Exercise A »
According to the contig-naming thread, how long are the chunks that long contigs are split into?
Exercise B »
Retype the part of the contig-naming thread from "The last number" to "in the genome.".
Exercise C »
List every contig name in the contig-naming thread that begins with "Scaffold_1@11".

RolandFaure commented 1 year ago

Hi,

When using the -s parameters, contigs are not merged, which explains why the contiguity is so low. Have a look in Bandage to understand it better. If you want to improve contiguity, you can use the "merge all possible nodes" option in Bandage. Note that, even like this, contiguity may decrease compared to the original assembly, as phasing is a difficult task.

Here is the explanation of the names of the contig

When the contigs are long, they are split in chunks of 100kbp to alleviate memory usage -> Scaffold_1 is split in Scaffold_1@0, Scaffold_1@1, Scaffold_1@2...
The next number indicates the coordinate of the leftmost base of the new contig compared to the reference: Scaffold_1@11_6000 indicates a contig homologous to the sequence at position 11*100000 + 6000 = 1106000 of Scaffold_1
The next number corresponds to the allele: Scaffold_1@11_6000_0 and Scaffold_1@11_6000_1 correspond to two different allleles.
The last number corresponds to homozygous alleles: Scaffold_1@11_12000_0-0 and Scaffold_1@11_12000_0-1 have the exact same sequence. They have been duplicated to scaffold properly the final assembly, because this region is present twice in the genome.

Best

alexvasilikop commented 1 year ago

Great thanks that's very helpful

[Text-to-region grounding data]
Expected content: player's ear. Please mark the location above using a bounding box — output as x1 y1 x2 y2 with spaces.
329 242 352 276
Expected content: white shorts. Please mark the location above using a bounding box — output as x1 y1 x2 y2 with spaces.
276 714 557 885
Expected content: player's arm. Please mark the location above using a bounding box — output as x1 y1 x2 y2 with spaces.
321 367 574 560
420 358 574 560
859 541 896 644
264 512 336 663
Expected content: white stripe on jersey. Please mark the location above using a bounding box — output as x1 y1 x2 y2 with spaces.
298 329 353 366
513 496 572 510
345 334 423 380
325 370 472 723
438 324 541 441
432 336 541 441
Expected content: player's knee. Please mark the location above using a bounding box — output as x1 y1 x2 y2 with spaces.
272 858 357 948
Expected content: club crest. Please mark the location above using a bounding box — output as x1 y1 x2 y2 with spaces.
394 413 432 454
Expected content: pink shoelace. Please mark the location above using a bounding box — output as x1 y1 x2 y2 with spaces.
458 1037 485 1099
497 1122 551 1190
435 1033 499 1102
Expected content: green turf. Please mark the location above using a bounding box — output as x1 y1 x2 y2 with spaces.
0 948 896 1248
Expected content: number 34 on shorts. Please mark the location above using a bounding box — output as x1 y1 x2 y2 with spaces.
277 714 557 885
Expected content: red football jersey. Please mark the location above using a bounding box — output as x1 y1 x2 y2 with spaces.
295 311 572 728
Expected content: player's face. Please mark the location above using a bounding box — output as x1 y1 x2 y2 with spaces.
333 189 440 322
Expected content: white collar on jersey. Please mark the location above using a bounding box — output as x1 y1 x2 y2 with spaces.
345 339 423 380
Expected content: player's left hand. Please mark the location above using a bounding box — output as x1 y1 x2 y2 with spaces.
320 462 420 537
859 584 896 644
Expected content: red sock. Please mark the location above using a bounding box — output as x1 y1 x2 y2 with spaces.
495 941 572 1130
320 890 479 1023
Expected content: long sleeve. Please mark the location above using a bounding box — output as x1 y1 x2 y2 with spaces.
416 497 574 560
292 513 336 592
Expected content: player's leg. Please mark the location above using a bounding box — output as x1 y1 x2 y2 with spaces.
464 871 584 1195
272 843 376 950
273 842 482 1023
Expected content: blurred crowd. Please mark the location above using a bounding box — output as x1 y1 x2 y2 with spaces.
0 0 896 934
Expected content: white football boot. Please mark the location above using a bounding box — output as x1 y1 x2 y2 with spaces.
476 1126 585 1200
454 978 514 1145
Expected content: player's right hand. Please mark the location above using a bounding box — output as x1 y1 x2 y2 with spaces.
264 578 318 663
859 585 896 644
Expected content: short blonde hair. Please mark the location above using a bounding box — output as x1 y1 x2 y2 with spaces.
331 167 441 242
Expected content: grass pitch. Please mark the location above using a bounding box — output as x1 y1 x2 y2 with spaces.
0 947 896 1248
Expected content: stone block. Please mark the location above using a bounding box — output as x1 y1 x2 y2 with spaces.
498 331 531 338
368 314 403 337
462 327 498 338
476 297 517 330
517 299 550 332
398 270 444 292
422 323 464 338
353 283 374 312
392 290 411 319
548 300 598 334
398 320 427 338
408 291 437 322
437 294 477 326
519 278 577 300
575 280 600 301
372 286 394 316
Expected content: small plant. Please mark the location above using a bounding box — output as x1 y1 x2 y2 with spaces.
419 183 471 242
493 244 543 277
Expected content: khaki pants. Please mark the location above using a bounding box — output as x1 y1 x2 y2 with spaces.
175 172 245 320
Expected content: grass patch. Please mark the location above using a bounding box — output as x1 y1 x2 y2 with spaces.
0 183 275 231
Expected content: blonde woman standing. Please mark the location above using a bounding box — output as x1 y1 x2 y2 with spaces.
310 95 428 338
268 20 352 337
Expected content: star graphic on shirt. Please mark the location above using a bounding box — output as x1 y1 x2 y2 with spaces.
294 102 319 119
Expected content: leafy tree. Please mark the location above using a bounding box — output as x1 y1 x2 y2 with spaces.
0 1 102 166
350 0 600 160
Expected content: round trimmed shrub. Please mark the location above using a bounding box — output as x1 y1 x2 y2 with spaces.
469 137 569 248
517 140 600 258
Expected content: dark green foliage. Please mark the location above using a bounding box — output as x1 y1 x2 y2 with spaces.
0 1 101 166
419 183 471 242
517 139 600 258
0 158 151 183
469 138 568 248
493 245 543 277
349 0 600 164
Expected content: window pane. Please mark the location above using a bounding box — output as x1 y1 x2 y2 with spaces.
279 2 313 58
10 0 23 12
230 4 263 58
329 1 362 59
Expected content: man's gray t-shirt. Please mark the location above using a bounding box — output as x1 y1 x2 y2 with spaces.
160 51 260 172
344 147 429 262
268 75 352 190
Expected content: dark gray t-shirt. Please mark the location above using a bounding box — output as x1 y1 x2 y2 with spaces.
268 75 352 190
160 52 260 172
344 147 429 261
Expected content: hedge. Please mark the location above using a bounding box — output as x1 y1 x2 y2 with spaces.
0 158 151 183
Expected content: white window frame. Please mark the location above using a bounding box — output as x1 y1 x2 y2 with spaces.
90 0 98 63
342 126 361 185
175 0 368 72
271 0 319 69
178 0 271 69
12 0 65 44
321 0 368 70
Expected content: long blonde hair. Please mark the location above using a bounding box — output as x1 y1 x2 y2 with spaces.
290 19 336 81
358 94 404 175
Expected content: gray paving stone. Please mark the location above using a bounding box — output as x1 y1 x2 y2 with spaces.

Task response A »
Long contigs are split into chunks of 100kbp.

Task response B »
The last number corresponds to homozygous alleles: Scaffold_1@11_12000_0-0 and Scaffold_1@11_12000_0-1 have the exact same sequence. They have been duplicated to scaffold properly the final assembly, because this region is present twice in the genome.

Task response C »
Scaffold_1@11_6000
Scaffold_1@11_6000_0
Scaffold_1@11_6000_1
Scaffold_1@11_12000_0-0
Scaffold_1@11_12000_0-1